◆ Quoted text:
———

Cold considerations for caribou. Most caribou in the other Arctic herds head south to interior Alaska and Canada for the winter. But about 65% of the caribou in the Teshekpuk Caribou Herd actually stick it out on the North Slope. However, we don’t know much about their habits and needs during winter. Up until now, Arctic oil and gas winter activities have occurred in areas where caribou are scarce in winter. The Willow Plan would bring development activity into core Arctic wintering habitat for these Teshekpuk caribou, with unknown consequences. The recklessly fast pace with which the Trump Administration wants to review Willow will simply not give us enough time to consider this new problem.

———

(Dataset records)
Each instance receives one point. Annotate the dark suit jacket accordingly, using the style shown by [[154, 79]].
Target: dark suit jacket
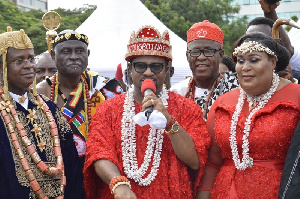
[[290, 180]]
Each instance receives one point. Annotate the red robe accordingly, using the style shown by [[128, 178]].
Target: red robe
[[271, 131], [173, 179]]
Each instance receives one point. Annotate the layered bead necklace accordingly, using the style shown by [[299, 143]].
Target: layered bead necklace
[[6, 109], [190, 93], [262, 100], [155, 142], [86, 97]]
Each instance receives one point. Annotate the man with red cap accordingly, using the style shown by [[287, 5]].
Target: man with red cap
[[204, 53], [131, 156]]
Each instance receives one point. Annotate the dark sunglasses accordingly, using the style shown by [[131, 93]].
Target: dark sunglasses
[[141, 67]]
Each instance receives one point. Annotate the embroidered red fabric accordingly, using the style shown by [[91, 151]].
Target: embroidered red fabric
[[173, 179], [269, 138]]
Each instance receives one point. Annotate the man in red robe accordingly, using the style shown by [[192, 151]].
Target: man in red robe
[[165, 156]]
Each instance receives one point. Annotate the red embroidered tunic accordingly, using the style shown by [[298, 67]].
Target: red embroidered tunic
[[271, 131], [173, 179]]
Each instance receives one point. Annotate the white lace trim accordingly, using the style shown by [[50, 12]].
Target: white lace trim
[[155, 141], [247, 161]]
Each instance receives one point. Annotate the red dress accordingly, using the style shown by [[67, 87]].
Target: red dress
[[271, 131], [173, 179]]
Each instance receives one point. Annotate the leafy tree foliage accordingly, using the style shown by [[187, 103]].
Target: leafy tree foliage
[[180, 15], [31, 22]]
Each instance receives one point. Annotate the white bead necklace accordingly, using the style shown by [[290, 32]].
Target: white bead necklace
[[155, 141], [247, 161]]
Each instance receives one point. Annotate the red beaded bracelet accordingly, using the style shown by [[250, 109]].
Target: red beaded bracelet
[[171, 122], [115, 180]]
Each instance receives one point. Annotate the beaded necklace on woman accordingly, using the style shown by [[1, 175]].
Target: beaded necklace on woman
[[86, 97], [255, 103], [154, 147], [8, 111]]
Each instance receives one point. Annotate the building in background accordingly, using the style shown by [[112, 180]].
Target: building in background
[[27, 5], [252, 9]]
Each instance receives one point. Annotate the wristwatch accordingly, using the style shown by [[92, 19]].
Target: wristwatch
[[174, 128]]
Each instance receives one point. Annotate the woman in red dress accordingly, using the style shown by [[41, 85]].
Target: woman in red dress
[[252, 126]]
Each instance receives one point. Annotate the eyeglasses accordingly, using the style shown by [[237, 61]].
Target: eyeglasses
[[21, 62], [206, 52], [141, 67]]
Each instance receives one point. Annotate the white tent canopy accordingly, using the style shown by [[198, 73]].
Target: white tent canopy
[[109, 28]]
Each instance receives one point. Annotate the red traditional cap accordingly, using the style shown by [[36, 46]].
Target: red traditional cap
[[148, 42], [205, 30]]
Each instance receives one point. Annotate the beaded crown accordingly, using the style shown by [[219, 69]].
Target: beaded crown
[[205, 30], [14, 39], [69, 36], [250, 46], [147, 41]]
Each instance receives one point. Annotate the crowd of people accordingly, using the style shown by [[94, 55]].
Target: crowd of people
[[231, 130]]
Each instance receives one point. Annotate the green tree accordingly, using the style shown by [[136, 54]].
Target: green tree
[[180, 15], [31, 22]]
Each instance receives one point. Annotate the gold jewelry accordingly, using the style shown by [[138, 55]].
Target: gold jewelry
[[22, 99], [252, 46], [152, 102], [174, 128]]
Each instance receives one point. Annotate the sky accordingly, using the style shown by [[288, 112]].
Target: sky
[[69, 4]]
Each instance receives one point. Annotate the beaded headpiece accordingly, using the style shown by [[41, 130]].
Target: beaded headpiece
[[69, 36], [148, 41], [12, 39], [250, 46], [205, 30]]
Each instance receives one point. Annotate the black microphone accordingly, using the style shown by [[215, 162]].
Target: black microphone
[[148, 86]]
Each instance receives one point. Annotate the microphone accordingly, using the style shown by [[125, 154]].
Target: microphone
[[148, 86]]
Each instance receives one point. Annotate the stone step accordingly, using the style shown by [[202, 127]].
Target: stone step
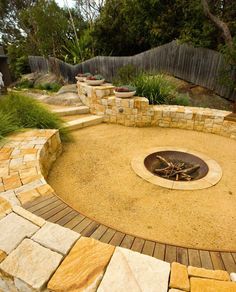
[[83, 122], [69, 111]]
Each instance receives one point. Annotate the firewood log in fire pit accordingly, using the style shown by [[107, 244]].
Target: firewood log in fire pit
[[178, 170]]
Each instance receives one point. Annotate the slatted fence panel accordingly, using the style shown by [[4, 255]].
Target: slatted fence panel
[[197, 65]]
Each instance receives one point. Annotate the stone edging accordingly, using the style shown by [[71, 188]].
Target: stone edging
[[212, 178], [36, 255], [136, 112]]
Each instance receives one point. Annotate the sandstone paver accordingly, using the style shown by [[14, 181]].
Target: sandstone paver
[[83, 268], [2, 255], [31, 263], [132, 271], [13, 229], [233, 277], [56, 237], [5, 207], [29, 216], [179, 277]]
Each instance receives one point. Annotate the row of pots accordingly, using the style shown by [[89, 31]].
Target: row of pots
[[125, 91]]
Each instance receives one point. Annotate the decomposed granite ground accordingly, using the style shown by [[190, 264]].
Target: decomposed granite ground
[[95, 177]]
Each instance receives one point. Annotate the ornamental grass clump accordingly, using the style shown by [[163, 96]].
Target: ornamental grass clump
[[21, 111], [125, 88], [158, 90]]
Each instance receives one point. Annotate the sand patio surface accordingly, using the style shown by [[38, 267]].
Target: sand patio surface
[[94, 176]]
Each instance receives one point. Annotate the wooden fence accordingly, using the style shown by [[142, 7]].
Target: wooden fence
[[197, 65]]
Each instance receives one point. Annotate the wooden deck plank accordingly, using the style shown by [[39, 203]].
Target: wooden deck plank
[[127, 241], [97, 234], [59, 215], [234, 256], [148, 247], [90, 229], [36, 202], [217, 260], [67, 218], [53, 212], [228, 261], [170, 254], [138, 244], [159, 251], [117, 238], [75, 221], [194, 258], [82, 225], [42, 204], [47, 208], [182, 255], [107, 236], [206, 259]]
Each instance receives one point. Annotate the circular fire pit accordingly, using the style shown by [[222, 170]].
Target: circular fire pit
[[176, 165], [176, 168]]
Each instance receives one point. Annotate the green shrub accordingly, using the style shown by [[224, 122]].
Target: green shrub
[[125, 75], [25, 83], [7, 124], [27, 112], [158, 90]]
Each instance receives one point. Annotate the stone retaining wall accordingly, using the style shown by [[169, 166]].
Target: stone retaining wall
[[36, 255], [137, 112]]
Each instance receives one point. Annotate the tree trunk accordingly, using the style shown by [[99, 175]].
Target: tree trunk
[[219, 23]]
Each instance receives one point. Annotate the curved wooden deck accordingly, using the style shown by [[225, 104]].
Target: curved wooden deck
[[52, 209]]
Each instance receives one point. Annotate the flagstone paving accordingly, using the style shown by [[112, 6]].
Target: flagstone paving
[[36, 255]]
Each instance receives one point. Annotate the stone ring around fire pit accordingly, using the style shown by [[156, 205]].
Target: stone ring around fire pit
[[153, 166]]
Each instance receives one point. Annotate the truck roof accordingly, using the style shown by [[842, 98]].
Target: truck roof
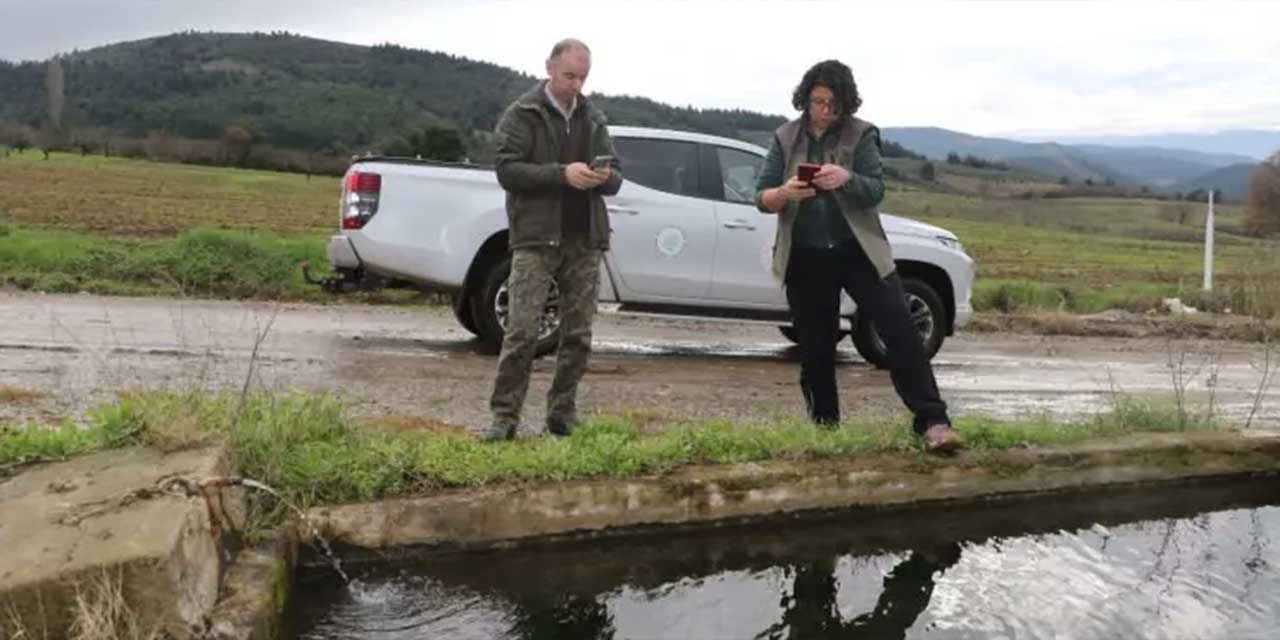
[[688, 136]]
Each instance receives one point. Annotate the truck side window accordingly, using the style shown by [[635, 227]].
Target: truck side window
[[667, 165], [739, 169]]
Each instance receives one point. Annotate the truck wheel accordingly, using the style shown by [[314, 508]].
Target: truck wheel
[[462, 312], [490, 307], [927, 314]]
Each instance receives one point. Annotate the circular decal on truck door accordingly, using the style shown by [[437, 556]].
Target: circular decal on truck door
[[671, 242]]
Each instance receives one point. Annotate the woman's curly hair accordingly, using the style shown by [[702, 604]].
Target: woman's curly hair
[[835, 76]]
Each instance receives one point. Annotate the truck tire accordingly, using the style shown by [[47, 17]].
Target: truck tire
[[927, 312], [462, 312], [489, 307]]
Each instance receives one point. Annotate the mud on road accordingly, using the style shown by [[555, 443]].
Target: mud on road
[[414, 365]]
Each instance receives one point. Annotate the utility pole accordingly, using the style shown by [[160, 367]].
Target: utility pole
[[1208, 243]]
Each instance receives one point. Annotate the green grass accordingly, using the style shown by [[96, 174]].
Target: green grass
[[309, 448], [202, 261]]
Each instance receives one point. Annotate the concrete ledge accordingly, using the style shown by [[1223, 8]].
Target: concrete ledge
[[754, 490], [65, 525]]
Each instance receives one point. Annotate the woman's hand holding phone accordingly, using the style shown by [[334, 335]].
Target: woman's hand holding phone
[[830, 177]]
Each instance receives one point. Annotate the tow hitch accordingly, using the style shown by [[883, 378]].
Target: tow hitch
[[339, 282]]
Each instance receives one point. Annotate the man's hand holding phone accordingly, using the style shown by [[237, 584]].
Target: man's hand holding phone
[[584, 177]]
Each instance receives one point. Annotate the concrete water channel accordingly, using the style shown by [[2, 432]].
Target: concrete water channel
[[1119, 539], [1157, 535]]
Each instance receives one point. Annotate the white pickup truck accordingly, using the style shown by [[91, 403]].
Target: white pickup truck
[[688, 241]]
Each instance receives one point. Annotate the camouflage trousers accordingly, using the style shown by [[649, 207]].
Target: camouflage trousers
[[575, 269]]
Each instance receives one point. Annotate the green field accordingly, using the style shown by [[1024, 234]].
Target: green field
[[115, 225]]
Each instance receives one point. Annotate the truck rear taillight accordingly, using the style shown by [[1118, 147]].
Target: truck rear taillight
[[360, 195]]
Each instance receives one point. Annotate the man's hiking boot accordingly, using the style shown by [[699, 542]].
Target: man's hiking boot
[[497, 433], [941, 438]]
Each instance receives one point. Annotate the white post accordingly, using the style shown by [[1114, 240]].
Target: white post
[[1208, 243]]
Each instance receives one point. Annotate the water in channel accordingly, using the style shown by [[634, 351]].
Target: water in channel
[[1170, 562]]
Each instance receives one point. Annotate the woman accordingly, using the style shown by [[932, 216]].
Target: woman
[[830, 238]]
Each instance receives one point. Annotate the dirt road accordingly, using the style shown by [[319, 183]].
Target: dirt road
[[412, 364]]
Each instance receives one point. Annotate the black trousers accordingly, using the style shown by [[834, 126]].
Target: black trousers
[[814, 280]]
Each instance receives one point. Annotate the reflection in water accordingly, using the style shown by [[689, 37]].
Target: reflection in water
[[1171, 562], [810, 609]]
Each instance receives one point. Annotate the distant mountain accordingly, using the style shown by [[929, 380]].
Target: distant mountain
[[1150, 165], [300, 92], [1233, 181], [1256, 144]]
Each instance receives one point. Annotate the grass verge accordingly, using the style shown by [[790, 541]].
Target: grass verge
[[309, 448]]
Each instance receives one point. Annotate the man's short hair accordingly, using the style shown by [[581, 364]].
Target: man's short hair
[[565, 45]]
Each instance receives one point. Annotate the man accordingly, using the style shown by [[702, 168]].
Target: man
[[830, 240], [547, 144]]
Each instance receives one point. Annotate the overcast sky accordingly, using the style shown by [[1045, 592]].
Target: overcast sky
[[987, 68]]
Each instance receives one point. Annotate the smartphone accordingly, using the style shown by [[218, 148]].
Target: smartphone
[[807, 170]]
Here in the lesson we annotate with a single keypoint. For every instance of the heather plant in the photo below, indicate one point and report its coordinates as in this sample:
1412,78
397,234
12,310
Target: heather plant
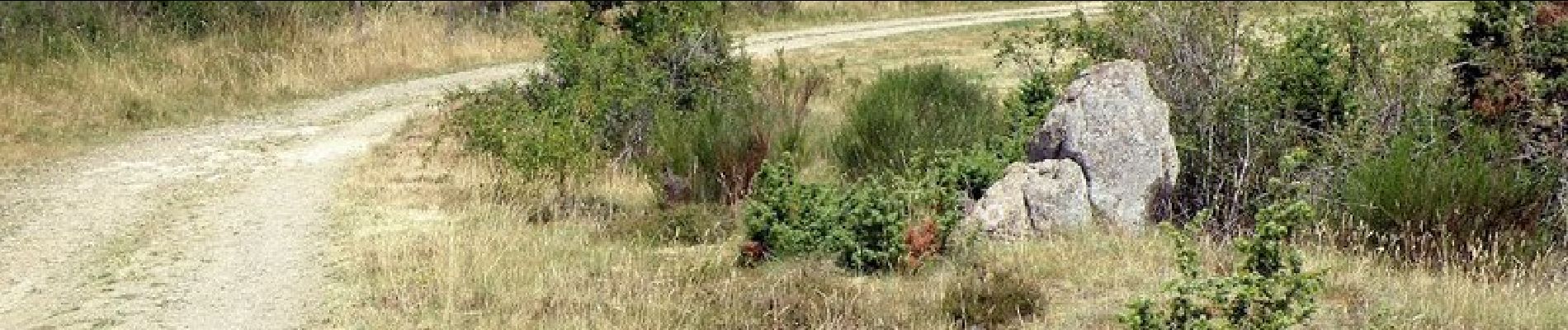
1438,196
913,110
1269,288
864,224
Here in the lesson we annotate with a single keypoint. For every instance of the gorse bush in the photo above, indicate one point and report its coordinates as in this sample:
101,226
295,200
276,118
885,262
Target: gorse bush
1429,195
913,110
1510,74
658,87
1310,78
1269,290
1239,102
866,225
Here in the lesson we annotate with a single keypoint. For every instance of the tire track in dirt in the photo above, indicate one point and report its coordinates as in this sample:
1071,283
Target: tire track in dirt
224,225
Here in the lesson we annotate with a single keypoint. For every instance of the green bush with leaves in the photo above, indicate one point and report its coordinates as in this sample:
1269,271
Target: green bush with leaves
862,224
651,83
1432,195
1308,78
1269,290
913,110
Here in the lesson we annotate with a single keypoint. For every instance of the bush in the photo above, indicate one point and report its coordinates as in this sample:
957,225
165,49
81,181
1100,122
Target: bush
864,224
1338,83
1268,291
659,88
991,298
1308,78
1510,74
1432,195
913,110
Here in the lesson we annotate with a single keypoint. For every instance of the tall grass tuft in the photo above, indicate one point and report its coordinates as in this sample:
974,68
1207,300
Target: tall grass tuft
1440,197
913,110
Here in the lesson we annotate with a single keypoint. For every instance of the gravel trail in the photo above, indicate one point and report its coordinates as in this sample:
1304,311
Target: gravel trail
224,225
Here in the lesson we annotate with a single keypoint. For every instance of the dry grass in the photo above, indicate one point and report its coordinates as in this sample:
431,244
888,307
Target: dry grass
69,104
432,237
435,237
822,13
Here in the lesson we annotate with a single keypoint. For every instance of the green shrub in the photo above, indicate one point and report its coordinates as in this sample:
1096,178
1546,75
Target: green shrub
991,298
1308,78
864,224
1268,291
1433,195
659,88
911,110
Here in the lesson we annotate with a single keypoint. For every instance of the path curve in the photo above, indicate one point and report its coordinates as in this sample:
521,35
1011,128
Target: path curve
224,225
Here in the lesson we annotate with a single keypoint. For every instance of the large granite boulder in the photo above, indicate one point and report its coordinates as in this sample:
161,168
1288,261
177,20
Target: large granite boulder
1032,197
1113,125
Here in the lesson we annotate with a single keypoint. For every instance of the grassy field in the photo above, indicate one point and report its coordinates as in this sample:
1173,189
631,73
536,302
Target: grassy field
822,13
438,237
68,104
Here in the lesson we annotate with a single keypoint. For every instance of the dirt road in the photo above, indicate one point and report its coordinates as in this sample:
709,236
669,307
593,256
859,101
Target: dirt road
223,225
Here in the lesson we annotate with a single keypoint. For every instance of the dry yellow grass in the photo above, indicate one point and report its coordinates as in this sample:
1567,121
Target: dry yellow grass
64,105
433,237
820,13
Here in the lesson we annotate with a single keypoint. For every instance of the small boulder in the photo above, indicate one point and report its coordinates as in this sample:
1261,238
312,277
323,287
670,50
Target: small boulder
1032,197
1113,125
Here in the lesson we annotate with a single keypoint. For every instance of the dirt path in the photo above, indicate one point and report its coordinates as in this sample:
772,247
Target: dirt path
223,225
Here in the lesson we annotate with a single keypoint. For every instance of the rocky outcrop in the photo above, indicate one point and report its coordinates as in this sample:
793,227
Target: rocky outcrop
1032,197
1113,125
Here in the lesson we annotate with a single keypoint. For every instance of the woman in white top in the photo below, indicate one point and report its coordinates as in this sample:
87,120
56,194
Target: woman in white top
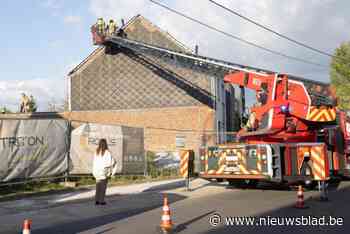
102,168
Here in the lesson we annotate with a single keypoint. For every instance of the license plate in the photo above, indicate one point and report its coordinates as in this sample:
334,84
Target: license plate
231,158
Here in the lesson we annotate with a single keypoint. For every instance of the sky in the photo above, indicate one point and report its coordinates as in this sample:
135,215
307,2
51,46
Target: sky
42,40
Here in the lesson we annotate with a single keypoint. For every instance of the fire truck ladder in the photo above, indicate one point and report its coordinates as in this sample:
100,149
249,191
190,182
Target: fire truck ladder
213,66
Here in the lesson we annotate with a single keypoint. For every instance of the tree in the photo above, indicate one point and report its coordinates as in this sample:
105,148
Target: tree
4,110
32,104
340,74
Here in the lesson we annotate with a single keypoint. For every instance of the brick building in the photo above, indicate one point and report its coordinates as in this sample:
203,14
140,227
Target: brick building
177,106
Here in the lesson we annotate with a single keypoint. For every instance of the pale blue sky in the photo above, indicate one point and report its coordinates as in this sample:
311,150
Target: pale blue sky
41,40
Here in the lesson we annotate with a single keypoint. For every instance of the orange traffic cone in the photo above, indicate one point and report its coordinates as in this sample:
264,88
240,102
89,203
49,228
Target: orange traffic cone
166,225
26,226
300,199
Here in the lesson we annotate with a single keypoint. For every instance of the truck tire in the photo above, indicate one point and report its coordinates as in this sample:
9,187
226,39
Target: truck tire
240,183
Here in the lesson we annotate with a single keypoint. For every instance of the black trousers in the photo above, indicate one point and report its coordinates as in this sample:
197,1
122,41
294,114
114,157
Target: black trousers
101,187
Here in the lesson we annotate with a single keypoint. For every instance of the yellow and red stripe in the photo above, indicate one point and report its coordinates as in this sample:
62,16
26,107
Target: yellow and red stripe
321,114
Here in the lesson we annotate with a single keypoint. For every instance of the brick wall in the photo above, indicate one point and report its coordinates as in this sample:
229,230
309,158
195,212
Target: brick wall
162,125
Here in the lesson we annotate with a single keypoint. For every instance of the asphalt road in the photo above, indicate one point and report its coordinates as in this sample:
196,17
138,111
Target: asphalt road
191,211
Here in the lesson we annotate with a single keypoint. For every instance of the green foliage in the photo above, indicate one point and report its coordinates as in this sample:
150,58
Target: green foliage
340,74
4,110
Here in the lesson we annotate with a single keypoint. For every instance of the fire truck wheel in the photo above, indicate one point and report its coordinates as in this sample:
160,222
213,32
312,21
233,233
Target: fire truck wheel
239,183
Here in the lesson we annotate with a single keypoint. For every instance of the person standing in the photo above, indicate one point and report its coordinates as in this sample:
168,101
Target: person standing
103,164
101,26
112,27
24,103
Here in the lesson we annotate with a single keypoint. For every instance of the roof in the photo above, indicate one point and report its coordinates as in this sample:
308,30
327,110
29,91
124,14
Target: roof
141,29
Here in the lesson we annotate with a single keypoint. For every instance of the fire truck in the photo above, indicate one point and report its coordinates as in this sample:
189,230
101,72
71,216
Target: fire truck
295,132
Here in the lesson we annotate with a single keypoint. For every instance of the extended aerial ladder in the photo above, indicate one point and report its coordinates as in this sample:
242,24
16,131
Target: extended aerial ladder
295,112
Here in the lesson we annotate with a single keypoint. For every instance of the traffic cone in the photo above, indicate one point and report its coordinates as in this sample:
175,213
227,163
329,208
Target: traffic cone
26,226
166,225
300,199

———

◆ The task: For each statement about the caribou passage, answer yes or no and quote the words that decide it. (a) Most caribou in the other Arctic herds go south for the winter. (b) About half of the Teshekpuk Caribou Herd stays on the North Slope in winter. (c) Until now, Arctic oil and gas winter activities have taken place where caribou are plentiful in winter. Work only from the caribou passage.

◆ Task output:
(a) Yes: "Most caribou in the other Arctic herds head south to interior Alaska and Canada for the winter."
(b) No: "about 65% of the caribou in the Teshekpuk Caribou Herd actually stick it out on the North Slope."
(c) No: "Up until now, Arctic oil and gas winter activities have occurred in areas where caribou are scarce in winter."